▶ _Page excerpt_:

* * * *

Mobility startups can be equitable, accessible and profitable

Mobility should be a right, but too often it’s a privilege. Can startups provide the technology and the systems necessary to help correct this injustice? Shared micromobility, in particular, offers an opportunity for more equitable and accessible mobility within cities, but only if done intentionally. Building equity and accessibility into the business model is not always top of mind for startups looking to pay back investors and make money, and it’s a time-consuming task. Is it still possible to achieve those goals while remaining profitable?

At our TC Sessions: Mobility 2021 event, I sat down with Revel CEO and co-founder Frank Reig, Remix CEO and co-founder Tiffany Chu, and community organizer, transportation consultant and lawyer Tamika L. Butler to discuss how mobility companies should think about equity, why incorporating it from the get-go will save money in the long run, and how they can partner with cities to expand accessible and sustainable mobility.

* * * *

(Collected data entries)
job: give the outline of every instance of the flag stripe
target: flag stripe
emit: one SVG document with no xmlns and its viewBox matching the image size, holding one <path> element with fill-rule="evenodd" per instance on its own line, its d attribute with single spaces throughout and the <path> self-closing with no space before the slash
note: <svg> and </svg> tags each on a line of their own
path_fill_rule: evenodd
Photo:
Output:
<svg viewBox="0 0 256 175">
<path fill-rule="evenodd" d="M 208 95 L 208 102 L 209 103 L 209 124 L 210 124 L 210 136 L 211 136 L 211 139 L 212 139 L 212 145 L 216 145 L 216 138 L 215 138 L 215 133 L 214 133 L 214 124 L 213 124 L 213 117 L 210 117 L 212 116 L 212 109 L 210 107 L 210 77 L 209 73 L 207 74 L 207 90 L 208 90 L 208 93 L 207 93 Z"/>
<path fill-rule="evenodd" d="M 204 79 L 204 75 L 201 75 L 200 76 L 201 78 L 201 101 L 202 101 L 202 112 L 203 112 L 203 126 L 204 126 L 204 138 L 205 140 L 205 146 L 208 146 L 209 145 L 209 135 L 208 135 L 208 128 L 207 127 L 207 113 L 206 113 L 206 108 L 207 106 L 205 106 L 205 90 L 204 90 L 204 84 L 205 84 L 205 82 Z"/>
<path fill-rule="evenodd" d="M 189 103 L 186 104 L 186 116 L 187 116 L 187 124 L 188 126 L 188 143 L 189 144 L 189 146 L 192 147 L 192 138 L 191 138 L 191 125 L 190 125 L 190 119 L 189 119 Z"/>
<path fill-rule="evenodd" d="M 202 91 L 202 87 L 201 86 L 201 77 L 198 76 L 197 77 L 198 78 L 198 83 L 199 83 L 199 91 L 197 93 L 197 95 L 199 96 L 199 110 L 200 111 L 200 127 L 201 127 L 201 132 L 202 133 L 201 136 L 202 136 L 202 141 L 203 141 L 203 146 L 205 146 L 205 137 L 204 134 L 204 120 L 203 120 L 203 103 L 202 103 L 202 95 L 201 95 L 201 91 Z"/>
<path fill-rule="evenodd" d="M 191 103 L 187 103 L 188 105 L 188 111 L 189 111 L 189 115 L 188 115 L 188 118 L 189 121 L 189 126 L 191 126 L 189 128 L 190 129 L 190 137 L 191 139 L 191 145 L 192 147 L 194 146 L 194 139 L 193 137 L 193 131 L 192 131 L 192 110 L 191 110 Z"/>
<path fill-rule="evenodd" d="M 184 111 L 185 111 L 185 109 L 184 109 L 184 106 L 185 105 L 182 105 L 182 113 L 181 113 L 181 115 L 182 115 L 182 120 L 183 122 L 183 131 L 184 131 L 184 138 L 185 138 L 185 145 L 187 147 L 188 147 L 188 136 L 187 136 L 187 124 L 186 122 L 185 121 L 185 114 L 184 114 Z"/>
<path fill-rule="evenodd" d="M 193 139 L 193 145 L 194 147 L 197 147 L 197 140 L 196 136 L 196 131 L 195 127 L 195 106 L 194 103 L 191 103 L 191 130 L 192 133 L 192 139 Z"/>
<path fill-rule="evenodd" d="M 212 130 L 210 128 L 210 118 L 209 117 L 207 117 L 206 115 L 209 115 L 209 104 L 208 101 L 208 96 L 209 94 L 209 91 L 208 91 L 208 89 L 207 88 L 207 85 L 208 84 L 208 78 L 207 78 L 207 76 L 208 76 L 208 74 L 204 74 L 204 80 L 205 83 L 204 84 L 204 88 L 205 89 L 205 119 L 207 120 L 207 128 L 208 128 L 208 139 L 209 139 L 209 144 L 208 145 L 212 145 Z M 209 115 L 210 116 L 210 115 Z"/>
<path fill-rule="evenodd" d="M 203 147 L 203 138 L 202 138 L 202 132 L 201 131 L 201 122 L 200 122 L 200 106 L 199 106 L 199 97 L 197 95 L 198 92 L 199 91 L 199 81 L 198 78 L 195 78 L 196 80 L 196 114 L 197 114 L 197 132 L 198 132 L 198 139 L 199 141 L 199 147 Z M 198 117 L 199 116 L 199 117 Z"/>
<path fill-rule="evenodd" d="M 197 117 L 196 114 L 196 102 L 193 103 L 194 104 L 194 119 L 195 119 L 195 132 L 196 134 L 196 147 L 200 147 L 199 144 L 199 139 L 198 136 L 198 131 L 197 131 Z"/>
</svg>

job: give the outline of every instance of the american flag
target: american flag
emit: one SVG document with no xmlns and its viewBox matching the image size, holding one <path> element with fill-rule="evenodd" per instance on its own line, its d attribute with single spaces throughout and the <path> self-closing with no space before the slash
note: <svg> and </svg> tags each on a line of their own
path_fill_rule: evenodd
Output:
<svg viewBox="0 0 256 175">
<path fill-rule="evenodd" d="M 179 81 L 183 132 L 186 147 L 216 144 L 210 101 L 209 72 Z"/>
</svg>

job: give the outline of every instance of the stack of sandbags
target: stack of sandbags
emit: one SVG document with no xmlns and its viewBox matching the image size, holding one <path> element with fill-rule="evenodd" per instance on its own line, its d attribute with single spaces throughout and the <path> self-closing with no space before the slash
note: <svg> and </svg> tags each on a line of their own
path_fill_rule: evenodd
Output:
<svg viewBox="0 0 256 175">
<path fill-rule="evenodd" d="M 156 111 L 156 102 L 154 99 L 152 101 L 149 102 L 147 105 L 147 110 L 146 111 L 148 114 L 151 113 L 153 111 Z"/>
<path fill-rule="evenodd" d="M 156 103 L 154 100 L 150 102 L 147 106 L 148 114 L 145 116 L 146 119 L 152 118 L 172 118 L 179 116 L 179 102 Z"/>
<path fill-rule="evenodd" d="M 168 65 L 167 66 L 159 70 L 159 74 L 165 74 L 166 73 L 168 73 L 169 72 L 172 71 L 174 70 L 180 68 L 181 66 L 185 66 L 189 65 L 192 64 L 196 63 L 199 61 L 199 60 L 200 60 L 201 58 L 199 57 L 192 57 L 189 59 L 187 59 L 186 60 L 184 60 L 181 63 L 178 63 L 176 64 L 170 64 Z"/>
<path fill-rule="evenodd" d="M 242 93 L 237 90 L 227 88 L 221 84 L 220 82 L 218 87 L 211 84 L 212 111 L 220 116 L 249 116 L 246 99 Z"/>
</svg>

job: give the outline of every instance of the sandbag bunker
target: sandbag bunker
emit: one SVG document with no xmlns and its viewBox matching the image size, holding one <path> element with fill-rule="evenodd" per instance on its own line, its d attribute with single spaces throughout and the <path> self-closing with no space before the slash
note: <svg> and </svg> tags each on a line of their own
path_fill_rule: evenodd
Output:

* * * *

▶ _Written task_: Please continue the article on equitable, accessible and profitable mobility startups, picking up after its final sentence.

▶ _Task response_:
What does equity mean?

Shared mobility services have often directly appealed to the young, able-bodied and affluent, especially when they first dropped into cities around the world. Older populations and communities of color have been less likely to either have access to or to use shared mobility services, but that’s beginning to change. As mobility startups consider how to weigh providing equitable service while maintaining a profit, Butler outlined the importance of thinking about those who are most vulnerable.

Who isn’t this helping? And it doesn’t matter if that’s a small amount of people, right? So you might say something like, people with disabilities might be proportionally a smaller number of people, Black people might be proportionally a smaller number of people. But if you make things better for folks with a disability, say, by adding curb cuts into sidewalks, that actually makes things better for a ton of people. And so you may be thinking of it … only helping a small group of people. And I think we really have to shift the way we think about equity. It’s not just numbers, who is this going to help the most, it’s … who is often intentionally neglected or pushed aside because their numbers aren’t big enough? (Timestamp: 19:10)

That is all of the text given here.